**The exercise:** Reproduce the lines below word for word, leaving out the pictures.

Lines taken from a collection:
________________
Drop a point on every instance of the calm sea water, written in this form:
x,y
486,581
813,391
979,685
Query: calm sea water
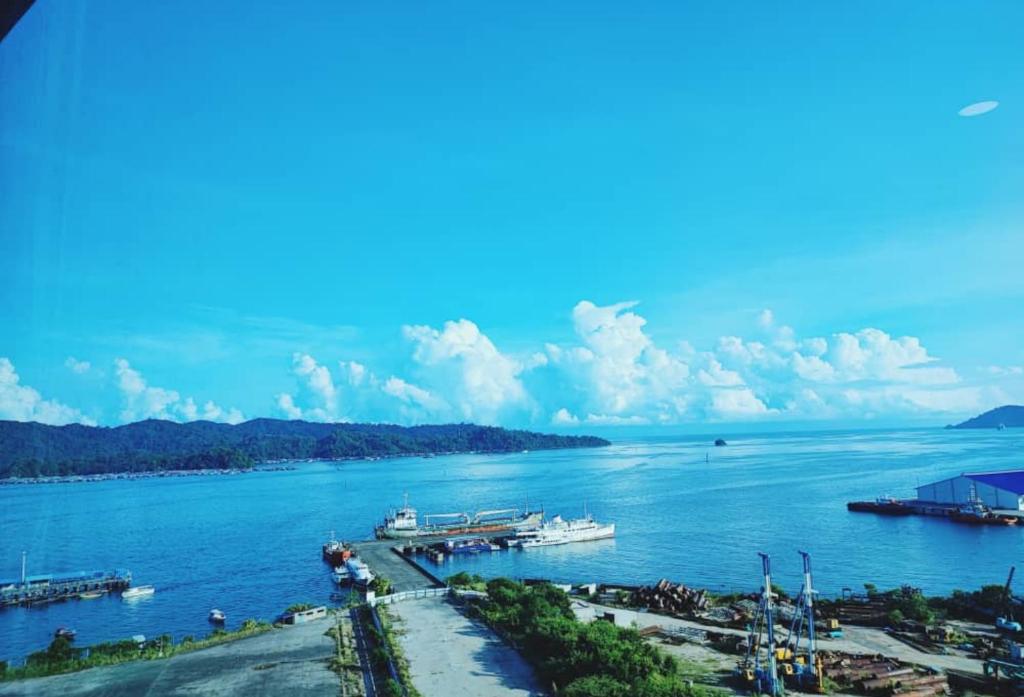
x,y
250,545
________________
**Correct output:**
Drop a point on every instance of the calm sea water, written in this form:
x,y
486,581
813,391
979,685
Query: calm sea water
x,y
250,545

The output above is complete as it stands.